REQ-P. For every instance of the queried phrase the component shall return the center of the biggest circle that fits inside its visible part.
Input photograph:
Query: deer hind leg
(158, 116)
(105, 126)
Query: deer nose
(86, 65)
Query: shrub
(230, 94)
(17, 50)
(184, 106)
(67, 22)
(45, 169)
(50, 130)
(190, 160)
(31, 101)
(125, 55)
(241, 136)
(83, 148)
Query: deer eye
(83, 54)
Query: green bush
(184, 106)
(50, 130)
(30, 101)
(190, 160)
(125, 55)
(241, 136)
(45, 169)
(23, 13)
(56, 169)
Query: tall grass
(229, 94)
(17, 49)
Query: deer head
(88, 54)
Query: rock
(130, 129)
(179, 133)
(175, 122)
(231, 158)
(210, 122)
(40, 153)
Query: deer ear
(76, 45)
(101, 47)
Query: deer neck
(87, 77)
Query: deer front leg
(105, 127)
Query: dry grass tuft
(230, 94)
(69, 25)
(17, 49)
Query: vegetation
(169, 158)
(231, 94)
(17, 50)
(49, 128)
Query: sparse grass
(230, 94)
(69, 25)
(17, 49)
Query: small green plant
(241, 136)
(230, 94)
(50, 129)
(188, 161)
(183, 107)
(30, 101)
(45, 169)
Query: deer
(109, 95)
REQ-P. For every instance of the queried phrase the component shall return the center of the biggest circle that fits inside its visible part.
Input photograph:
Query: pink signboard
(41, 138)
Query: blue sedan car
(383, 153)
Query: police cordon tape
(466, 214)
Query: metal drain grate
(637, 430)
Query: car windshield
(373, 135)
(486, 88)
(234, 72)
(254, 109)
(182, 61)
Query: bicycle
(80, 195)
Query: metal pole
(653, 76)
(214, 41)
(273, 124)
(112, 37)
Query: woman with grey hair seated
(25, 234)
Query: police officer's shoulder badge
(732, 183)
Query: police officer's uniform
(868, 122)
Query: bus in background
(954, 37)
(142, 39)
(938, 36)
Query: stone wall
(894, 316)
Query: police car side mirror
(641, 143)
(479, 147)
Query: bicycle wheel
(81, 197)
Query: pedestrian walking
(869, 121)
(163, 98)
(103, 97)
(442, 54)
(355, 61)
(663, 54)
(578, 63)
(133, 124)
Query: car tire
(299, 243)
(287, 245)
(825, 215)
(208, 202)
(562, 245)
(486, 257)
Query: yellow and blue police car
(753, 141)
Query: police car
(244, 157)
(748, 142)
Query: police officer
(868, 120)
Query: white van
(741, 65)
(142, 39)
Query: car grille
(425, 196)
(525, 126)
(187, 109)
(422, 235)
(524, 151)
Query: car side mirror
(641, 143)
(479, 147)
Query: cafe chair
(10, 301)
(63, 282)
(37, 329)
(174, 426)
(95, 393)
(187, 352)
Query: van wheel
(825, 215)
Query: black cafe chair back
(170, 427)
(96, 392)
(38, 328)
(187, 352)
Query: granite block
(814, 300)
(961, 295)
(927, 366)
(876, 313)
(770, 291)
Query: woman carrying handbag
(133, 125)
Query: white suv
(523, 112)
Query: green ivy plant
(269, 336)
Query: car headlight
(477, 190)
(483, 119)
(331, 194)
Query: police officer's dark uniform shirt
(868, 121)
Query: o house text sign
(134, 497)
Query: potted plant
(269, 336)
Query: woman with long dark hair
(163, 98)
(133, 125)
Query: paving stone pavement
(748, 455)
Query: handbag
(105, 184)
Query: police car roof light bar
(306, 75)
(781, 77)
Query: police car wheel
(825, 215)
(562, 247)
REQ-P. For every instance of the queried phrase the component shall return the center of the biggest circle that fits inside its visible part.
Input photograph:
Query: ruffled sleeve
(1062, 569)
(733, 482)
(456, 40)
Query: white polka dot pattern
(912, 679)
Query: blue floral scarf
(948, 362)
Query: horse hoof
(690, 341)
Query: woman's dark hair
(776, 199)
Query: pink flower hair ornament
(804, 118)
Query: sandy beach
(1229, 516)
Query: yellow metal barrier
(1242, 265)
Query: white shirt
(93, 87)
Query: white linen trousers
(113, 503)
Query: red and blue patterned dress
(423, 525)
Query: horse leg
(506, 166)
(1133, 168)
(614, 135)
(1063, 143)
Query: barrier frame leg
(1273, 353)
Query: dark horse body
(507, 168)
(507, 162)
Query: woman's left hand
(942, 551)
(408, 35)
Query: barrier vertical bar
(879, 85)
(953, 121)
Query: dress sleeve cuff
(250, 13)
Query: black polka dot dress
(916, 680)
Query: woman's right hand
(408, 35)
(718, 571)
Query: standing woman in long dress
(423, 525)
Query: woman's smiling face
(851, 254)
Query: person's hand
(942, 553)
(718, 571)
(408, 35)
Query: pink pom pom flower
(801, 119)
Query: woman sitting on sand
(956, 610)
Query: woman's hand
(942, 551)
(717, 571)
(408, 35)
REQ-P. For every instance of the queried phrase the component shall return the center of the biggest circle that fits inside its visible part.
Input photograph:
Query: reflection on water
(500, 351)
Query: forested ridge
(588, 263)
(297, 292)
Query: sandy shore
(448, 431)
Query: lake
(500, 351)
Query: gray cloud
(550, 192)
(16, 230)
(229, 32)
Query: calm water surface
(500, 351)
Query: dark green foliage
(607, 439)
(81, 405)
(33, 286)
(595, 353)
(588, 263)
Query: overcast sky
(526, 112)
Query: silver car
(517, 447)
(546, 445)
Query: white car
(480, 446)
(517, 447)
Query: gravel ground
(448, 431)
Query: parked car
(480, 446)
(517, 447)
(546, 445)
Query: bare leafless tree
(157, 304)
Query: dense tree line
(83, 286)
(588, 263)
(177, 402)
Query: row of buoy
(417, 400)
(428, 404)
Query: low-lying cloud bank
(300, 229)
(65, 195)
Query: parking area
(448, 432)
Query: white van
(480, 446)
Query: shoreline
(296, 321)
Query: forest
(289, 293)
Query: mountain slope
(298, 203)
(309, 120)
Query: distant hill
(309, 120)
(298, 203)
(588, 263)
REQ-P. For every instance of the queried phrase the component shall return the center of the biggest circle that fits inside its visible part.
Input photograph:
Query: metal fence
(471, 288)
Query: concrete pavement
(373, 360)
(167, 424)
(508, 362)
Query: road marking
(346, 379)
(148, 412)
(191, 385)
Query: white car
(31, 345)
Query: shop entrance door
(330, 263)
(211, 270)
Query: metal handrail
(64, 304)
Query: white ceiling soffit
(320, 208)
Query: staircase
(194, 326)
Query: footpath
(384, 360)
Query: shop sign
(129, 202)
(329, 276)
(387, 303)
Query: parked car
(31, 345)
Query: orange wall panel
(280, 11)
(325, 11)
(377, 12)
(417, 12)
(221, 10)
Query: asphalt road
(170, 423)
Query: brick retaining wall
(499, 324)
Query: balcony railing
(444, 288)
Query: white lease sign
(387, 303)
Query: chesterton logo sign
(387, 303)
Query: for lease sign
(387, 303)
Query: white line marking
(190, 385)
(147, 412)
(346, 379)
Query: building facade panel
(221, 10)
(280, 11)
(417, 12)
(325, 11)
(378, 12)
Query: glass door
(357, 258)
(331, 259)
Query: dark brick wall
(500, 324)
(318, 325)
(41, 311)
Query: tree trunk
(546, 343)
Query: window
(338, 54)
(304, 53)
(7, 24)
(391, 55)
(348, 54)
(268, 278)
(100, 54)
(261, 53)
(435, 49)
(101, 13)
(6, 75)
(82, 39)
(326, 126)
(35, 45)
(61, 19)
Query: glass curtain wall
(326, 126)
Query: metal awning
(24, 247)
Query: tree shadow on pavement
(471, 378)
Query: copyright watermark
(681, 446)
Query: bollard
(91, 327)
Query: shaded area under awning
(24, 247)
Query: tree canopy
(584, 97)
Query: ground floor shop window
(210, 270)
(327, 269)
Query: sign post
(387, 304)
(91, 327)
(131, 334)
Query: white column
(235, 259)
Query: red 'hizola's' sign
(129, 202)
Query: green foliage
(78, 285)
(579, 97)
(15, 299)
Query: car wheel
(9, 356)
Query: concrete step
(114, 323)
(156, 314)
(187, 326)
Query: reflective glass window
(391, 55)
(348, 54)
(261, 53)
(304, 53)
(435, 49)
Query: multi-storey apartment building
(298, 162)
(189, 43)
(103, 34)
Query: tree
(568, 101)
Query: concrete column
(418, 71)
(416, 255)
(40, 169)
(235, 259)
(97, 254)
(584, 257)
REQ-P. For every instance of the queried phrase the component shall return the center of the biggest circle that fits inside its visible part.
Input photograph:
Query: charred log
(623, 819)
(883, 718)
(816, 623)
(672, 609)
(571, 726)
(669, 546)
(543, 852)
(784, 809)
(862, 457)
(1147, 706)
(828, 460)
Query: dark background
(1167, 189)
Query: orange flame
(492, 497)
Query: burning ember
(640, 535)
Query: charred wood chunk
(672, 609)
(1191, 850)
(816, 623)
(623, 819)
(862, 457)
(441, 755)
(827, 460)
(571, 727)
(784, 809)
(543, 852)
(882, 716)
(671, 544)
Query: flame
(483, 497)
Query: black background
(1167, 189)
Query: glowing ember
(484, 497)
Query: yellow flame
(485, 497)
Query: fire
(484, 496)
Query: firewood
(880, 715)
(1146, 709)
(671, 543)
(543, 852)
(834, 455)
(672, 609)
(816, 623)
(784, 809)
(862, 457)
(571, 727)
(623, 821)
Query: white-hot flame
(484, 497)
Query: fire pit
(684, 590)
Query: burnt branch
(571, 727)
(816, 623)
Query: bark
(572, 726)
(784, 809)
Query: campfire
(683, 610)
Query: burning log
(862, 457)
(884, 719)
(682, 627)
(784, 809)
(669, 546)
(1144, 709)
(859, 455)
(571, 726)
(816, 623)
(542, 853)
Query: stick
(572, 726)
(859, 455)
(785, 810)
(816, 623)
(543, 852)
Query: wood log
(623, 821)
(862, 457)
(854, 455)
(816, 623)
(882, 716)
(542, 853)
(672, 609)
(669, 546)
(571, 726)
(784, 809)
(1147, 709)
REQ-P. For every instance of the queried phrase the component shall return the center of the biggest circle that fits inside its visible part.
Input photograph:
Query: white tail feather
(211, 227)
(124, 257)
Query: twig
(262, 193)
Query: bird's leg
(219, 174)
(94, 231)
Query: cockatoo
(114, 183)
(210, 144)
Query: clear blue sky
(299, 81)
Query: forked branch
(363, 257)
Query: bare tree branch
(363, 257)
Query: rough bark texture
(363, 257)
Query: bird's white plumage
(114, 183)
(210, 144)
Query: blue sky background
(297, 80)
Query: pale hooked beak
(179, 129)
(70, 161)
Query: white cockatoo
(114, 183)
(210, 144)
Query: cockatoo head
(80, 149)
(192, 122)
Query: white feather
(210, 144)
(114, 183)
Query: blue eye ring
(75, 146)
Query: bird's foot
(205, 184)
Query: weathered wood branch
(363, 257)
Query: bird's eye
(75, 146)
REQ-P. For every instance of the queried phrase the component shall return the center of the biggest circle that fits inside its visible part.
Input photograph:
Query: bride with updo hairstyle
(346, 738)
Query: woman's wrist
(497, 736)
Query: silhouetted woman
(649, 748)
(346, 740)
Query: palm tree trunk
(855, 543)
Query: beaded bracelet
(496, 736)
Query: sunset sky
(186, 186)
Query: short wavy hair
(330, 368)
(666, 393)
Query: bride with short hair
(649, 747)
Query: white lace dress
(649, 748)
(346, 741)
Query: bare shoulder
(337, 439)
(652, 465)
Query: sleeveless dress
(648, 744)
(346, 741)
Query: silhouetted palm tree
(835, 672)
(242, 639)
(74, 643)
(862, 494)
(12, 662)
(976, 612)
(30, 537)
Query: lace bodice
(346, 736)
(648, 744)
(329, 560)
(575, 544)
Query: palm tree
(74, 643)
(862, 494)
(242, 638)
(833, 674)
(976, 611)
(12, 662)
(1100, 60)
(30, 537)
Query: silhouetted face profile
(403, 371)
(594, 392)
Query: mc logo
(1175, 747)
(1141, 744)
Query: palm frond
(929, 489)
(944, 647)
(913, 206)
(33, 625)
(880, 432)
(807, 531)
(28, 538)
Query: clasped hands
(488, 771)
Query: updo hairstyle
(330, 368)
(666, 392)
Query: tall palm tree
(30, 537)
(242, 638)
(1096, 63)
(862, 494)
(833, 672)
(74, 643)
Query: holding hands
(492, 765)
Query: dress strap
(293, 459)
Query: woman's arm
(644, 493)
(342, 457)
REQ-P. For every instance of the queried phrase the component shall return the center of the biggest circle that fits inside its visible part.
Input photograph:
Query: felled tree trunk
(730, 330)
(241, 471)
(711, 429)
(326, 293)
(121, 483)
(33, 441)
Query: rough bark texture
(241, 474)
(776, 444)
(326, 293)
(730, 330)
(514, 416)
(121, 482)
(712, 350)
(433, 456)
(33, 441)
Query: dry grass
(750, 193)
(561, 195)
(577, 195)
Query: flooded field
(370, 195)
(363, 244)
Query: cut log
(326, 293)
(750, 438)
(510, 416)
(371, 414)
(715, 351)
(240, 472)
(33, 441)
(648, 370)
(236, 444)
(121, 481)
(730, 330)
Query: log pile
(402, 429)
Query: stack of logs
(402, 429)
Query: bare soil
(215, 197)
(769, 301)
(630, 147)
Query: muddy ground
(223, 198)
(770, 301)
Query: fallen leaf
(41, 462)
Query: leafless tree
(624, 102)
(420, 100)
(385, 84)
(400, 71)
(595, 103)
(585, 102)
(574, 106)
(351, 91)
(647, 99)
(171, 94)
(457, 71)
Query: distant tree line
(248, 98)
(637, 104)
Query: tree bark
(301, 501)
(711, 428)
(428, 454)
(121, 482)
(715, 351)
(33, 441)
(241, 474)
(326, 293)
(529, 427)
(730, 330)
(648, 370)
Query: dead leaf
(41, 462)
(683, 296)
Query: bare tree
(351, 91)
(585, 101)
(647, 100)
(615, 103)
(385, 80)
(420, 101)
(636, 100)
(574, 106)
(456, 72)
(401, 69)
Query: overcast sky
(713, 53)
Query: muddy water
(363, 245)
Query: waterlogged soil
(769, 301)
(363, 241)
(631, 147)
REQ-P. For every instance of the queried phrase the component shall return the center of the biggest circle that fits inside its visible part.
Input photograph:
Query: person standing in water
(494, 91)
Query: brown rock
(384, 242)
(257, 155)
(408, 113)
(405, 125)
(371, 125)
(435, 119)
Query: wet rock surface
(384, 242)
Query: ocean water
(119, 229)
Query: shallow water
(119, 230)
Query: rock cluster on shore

·····

* **Work to be completed**
Only the lines from the one that contains "Query: clasped hands" to the end of the data should be output, exactly as they appear.

* **Answer for this exercise**
Query: clasped hands
(488, 771)
Query: updo hairstyle
(330, 368)
(666, 392)
Query: tall palm tree
(30, 537)
(242, 638)
(1096, 63)
(862, 494)
(833, 672)
(74, 643)
Query: holding hands
(492, 765)
Query: dress strap
(293, 459)
Query: woman's arm
(644, 493)
(342, 457)
REQ-P. For every instance of the queried phrase the component shall return the center of the biggest circle that fits inside its visible part.
Input photograph:
Query: felled tree trunk
(730, 330)
(241, 471)
(711, 429)
(326, 293)
(121, 483)
(33, 441)
Query: rough bark texture
(241, 474)
(776, 444)
(326, 293)
(730, 330)
(514, 416)
(121, 482)
(712, 350)
(433, 456)
(33, 441)
Query: dry grass
(750, 193)
(561, 195)
(577, 195)
Query: flooded field
(370, 195)
(363, 244)
Query: cut log
(326, 293)
(750, 438)
(510, 416)
(371, 414)
(715, 351)
(240, 472)
(33, 441)
(648, 370)
(236, 444)
(121, 481)
(730, 330)
Query: log pile
(402, 429)
Query: stack of logs
(402, 429)
Query: bare soil
(215, 197)
(769, 301)
(630, 147)
Query: muddy ground
(223, 198)
(770, 301)
Query: fallen leaf
(41, 462)
Query: leafless tree
(624, 102)
(420, 100)
(385, 84)
(400, 71)
(595, 103)
(585, 102)
(574, 106)
(351, 91)
(647, 99)
(171, 94)
(457, 71)
Query: distant tree line
(248, 98)
(637, 104)
Query: tree bark
(301, 501)
(711, 428)
(428, 454)
(121, 482)
(715, 351)
(33, 441)
(241, 474)
(326, 293)
(529, 427)
(730, 330)
(648, 370)
Query: dead leaf
(41, 462)
(683, 296)
Query: bare tree
(351, 91)
(585, 101)
(647, 100)
(615, 103)
(385, 80)
(420, 101)
(636, 100)
(574, 106)
(456, 72)
(401, 69)
Query: overcast sky
(713, 53)
Query: muddy water
(363, 245)
Query: waterlogged soil
(769, 301)
(363, 241)
(631, 147)
REQ-P. For every instance of the queried phrase the component shall return the center of the biggest circle that fits inside its visible part.
Input photograph:
Query: person standing in water
(494, 91)
Query: brown rock
(384, 242)
(257, 155)
(408, 113)
(405, 125)
(371, 125)
(435, 119)
Query: wet rock surface
(384, 242)
Query: ocean water
(119, 229)
Query: shallow water
(119, 230)
Query: rock cluster on shore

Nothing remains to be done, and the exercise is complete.